### Material provided:
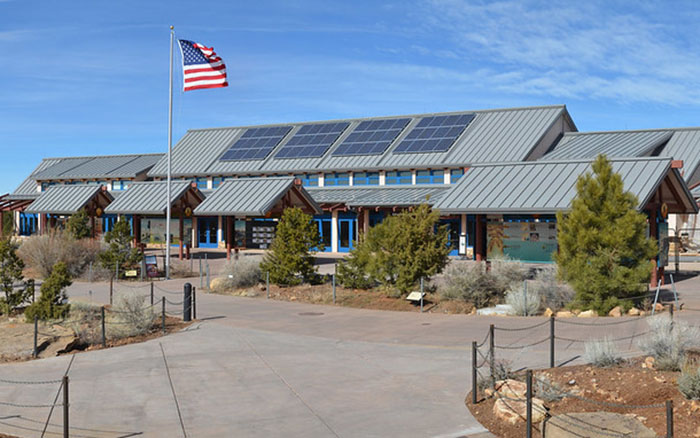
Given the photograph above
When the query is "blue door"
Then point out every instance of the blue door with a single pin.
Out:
(206, 232)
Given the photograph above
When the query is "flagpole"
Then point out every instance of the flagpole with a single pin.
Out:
(170, 150)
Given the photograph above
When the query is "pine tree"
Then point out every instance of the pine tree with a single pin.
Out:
(78, 225)
(604, 252)
(52, 304)
(290, 260)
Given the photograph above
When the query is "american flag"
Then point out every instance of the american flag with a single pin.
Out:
(201, 67)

### Your objective:
All of the data above must be printed exactly, minus its pictures.

### The completed task:
Given the photograph above
When the query is "blue door"
Then point out every instance of the blue door with a single pin.
Out:
(206, 232)
Given the photograph above
When the query is "flagpole"
Then point out every instance of the flagpole with a single pin.
Out:
(170, 150)
Given the photograph above
When the query is "pine tree"
Then point out every instance of the pine tree with a single pin.
Out:
(78, 225)
(604, 252)
(52, 304)
(290, 260)
Given the photograph above
When the query is "american flag"
Then point out every instance of the american flag with a single pin.
Out:
(201, 67)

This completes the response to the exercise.